[Point localization data]
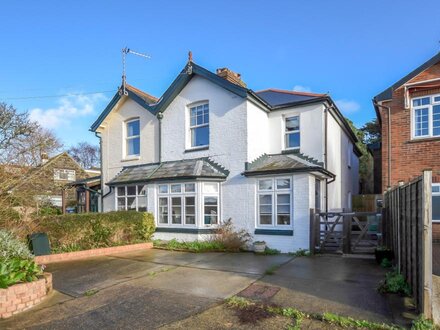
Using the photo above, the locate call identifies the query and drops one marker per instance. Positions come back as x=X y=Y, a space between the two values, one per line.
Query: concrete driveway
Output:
x=141 y=290
x=156 y=288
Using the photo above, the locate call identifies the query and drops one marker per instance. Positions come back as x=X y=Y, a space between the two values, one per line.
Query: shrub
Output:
x=231 y=239
x=17 y=270
x=11 y=247
x=74 y=232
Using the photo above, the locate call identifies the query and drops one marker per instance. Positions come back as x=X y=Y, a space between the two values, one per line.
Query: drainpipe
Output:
x=159 y=117
x=389 y=138
x=100 y=167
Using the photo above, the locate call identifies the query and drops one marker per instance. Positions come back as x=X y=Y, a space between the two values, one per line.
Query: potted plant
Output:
x=259 y=246
x=382 y=252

Brief:
Write each entry again exactly, minus any images.

Task solution:
Using the photo above, the locate call identifies the query and drops one marker per instance. Positions come back as x=X y=Y, a space between the two values, one per line.
Query: concrete driveway
Output:
x=141 y=290
x=156 y=288
Using the photo above, the locate call identifies the query and drops one marker per instance. Positions come back as x=X y=Y, a space between the two values, one per line.
Query: shrub
Output:
x=231 y=239
x=17 y=270
x=11 y=247
x=74 y=232
Using the photo above, the locate call identifies the query and drops one marker per instance. Positions come back as x=X y=Y, a space between the two values, one per line.
Query: drainpipe
Output:
x=159 y=117
x=389 y=138
x=100 y=167
Using the photo above, the locate call identifies the query and drops one marker per instance. Positions come back as x=X y=Y, a space between the two values, one per line.
Query: potted plant
Output:
x=259 y=246
x=382 y=252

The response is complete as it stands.